*Set exercise:*
Count the lines in the data below that contain the word "black", and give only that number.

*Supplied data:*
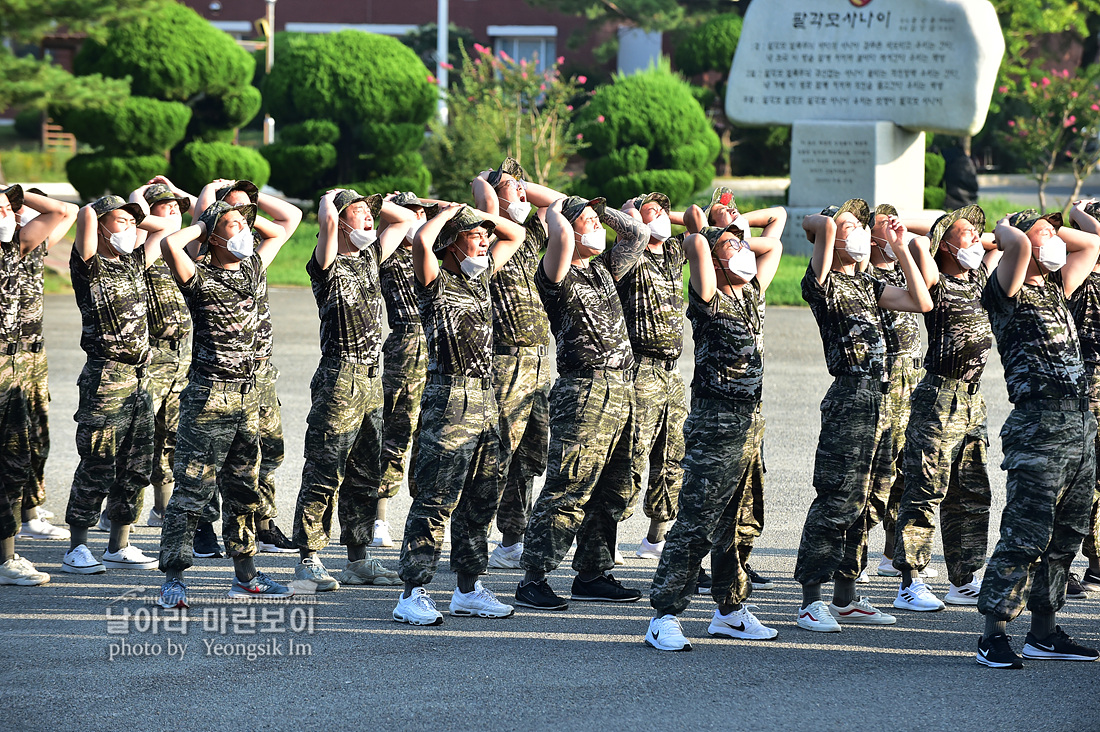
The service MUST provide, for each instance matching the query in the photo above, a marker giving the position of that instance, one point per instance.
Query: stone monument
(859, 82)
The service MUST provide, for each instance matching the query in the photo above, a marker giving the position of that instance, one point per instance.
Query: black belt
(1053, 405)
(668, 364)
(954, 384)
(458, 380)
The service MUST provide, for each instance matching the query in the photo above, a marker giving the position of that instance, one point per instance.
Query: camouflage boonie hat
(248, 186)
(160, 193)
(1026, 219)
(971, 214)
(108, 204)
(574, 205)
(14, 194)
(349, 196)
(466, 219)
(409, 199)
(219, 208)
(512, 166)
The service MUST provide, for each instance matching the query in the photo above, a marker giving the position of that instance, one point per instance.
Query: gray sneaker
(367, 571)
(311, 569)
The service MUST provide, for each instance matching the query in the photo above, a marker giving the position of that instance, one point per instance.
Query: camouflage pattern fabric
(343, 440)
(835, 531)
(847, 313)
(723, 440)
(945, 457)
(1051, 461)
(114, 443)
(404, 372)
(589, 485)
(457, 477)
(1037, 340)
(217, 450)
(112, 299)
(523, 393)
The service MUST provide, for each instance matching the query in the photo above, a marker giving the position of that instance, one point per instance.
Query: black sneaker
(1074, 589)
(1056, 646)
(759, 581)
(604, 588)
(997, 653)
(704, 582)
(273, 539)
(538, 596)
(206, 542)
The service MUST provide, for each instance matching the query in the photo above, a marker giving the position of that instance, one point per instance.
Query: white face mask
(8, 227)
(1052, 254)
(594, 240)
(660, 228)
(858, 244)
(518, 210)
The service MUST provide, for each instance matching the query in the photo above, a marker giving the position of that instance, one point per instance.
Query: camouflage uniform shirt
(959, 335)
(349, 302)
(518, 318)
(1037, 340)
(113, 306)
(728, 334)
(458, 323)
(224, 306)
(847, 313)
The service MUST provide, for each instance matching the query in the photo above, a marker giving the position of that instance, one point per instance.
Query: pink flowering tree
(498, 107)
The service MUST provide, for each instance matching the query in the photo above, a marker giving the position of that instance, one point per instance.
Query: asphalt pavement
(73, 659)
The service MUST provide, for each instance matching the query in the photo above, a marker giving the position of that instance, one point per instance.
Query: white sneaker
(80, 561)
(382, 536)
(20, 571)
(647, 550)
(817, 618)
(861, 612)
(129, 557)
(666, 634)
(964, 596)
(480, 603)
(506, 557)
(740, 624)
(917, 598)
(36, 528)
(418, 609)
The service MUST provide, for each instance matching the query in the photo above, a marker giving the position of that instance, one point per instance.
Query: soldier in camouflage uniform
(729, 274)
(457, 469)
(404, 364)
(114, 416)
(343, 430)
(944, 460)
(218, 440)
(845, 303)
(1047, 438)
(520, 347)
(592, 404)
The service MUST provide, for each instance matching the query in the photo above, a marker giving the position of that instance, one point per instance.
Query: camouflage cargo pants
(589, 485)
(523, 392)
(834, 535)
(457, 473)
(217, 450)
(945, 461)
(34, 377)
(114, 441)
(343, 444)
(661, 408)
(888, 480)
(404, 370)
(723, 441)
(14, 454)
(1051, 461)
==
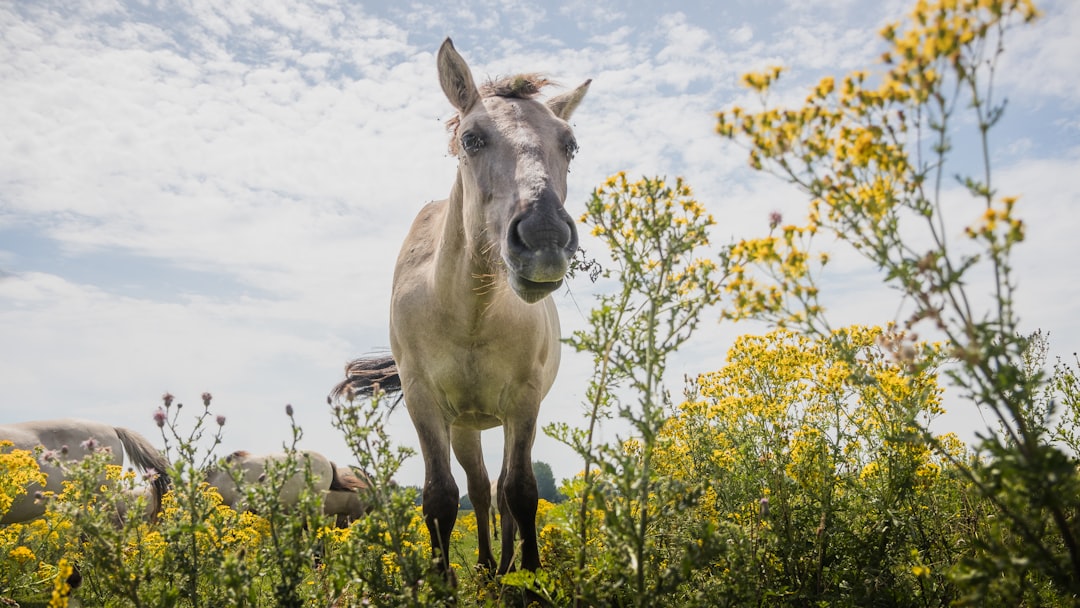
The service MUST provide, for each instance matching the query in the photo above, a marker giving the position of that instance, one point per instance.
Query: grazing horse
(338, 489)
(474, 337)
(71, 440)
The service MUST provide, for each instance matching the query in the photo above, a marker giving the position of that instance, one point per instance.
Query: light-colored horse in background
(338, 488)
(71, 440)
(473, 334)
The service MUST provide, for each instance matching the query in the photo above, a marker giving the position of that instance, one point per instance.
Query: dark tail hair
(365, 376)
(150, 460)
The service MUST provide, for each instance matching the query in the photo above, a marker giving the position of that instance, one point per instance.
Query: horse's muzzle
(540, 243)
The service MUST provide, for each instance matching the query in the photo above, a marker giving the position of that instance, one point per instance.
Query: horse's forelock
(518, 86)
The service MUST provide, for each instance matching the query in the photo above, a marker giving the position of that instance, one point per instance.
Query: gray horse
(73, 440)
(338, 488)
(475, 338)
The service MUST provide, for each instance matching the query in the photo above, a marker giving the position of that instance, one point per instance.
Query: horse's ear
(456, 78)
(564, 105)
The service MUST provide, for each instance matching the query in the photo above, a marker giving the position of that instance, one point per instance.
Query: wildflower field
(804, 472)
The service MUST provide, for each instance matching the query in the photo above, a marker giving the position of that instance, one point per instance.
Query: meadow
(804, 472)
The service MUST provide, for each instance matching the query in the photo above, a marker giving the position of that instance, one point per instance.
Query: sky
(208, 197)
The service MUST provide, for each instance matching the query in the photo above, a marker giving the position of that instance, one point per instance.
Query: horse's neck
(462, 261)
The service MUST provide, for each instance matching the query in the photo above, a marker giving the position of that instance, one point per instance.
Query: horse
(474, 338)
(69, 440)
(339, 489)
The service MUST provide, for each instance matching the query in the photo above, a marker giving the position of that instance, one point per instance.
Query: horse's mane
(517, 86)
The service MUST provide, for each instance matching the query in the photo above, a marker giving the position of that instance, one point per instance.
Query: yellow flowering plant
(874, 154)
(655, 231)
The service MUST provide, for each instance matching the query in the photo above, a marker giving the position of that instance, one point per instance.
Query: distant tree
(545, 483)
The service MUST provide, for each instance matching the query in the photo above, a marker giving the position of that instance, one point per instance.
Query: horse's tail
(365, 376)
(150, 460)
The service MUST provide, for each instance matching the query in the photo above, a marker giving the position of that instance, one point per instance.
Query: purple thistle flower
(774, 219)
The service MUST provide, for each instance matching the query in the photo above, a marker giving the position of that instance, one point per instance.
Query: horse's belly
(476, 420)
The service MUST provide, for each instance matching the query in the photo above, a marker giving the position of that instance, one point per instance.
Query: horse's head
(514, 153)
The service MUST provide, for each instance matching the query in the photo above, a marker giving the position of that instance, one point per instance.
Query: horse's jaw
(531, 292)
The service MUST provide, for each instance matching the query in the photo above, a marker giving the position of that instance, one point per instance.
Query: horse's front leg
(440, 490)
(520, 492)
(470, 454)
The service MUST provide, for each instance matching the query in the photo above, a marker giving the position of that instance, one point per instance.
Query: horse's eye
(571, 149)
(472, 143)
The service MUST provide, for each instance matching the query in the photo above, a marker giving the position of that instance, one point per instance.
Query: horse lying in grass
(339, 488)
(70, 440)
==
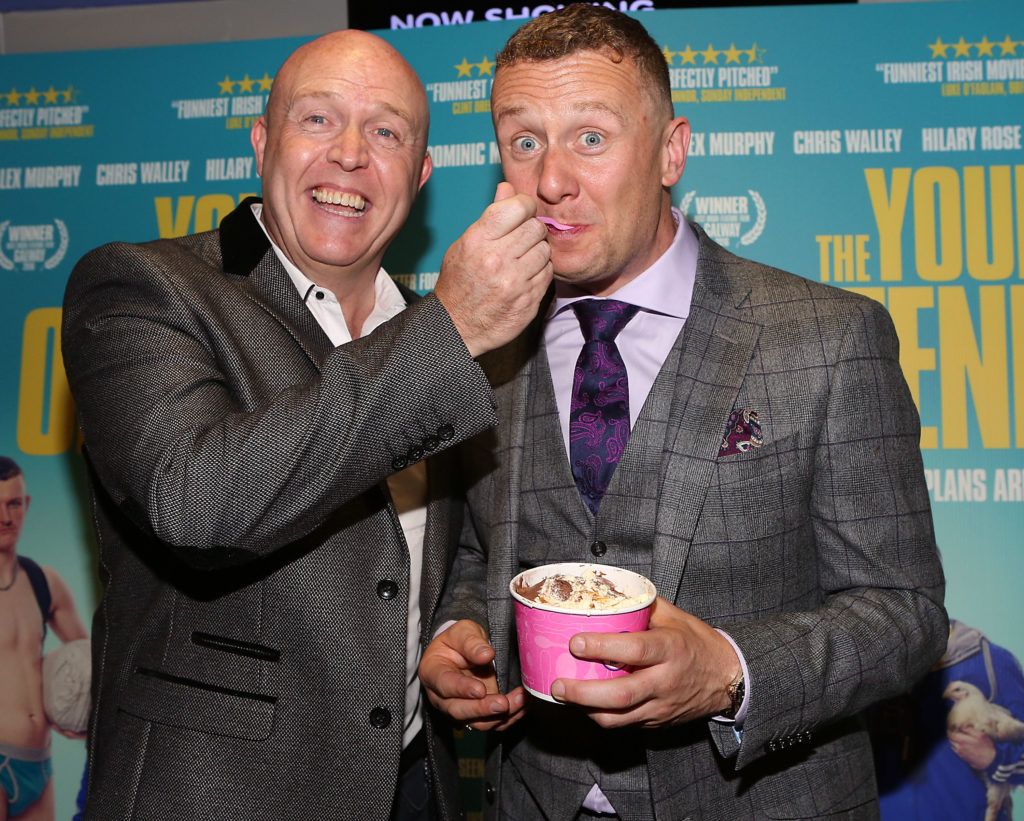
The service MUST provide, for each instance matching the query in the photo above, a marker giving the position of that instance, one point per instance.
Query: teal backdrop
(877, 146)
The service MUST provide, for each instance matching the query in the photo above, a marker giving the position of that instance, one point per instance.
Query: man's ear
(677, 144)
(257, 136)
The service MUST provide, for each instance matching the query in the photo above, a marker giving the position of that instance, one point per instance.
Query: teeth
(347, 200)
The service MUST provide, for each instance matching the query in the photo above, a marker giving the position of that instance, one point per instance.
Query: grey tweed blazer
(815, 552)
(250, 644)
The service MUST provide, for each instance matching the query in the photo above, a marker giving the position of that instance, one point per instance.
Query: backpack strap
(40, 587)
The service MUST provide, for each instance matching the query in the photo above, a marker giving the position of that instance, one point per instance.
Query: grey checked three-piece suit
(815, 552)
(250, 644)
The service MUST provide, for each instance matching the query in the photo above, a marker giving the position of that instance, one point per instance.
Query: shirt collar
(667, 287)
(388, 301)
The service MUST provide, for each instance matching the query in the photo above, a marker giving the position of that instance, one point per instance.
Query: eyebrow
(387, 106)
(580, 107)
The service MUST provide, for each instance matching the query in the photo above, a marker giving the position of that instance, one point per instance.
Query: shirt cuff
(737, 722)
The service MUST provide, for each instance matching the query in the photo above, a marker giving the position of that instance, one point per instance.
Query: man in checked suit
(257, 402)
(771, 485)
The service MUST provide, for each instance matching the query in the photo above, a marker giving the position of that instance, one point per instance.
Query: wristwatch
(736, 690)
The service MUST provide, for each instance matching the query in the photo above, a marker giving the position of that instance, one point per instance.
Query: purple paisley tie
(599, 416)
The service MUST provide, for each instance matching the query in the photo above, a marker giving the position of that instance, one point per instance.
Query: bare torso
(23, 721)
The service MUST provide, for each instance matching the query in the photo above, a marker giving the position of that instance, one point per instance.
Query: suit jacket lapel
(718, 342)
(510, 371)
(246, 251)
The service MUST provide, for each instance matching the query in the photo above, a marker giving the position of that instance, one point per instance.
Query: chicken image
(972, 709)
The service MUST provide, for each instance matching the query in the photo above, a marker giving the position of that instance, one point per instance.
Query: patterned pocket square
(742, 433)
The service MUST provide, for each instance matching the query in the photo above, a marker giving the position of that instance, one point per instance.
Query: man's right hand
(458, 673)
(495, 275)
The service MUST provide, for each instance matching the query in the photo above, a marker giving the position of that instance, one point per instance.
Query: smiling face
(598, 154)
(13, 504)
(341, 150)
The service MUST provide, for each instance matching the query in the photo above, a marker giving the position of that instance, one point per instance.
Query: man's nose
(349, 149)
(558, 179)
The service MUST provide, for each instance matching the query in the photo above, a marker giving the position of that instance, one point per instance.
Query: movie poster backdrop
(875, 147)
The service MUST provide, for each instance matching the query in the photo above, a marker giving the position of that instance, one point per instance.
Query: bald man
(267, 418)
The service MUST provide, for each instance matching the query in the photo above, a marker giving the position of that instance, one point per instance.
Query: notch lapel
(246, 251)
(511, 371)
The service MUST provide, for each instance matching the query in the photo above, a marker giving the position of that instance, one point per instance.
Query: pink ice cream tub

*Result of this exercise:*
2